### DOCUMENT PASSAGE
There is one association and one association only with images like this, and you know it before I say it: the Holocaust. People whose lives somehow, in the view of the state at the time, don't matter any more, are pushed out of sight and then murdered, incinerated, and swept away.

Sure, we are not talking Auschwitz statistics: the estimation is that this furnace, built in an old sugarcane mill, was used to dispose of around 200 people. But you know, 200 is really a lot if you actually stop and think that each one was a living, breathing individual with a family. And this isn't the only furnace in Colombia; the article hints at others.

### SET TASKS
1. In the passage about the Colombian furnace, list everything the first paragraph says is done to people whose lives, in the state's view, don't matter any more.
2. Carry on the passage about the Colombian furnace from its final sentence.

### ENTRIES
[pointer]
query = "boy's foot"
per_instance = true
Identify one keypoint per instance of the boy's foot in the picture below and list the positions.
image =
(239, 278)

### ANSWERS BY TASK
1. They are pushed out of sight, murdered, incinerated, and swept away.

2.
http://4.bp.blogspot.com.nyud.net:8090/_OBdltJG8V8Q/Shl1VL8MMqI/AAAAAAAAAZc/Bx8z9qj2Xx8/s320/colombianosdesaparecidos.jpg

As is usually the case, local people knew what was going on. There is sometimes the misconception that state-sponsored acts of terror take place in utter secrecy. They don't, and they aren't supposed to. Establishing a state of generalised fear requires that people know that there is something to fear, and that they have some idea what it is. Their terror then turns them inward, away from society - people stop speaking and socialising freely and simply keep their heads down and concentrate on surviving. In this case, there were witnesses when the paramilitaries arrived and built the furnaces, but they haven't spoken about it openly until now.

This is a long article with some distressing details in the various testimonies, but worth reading for the Spanish speakers.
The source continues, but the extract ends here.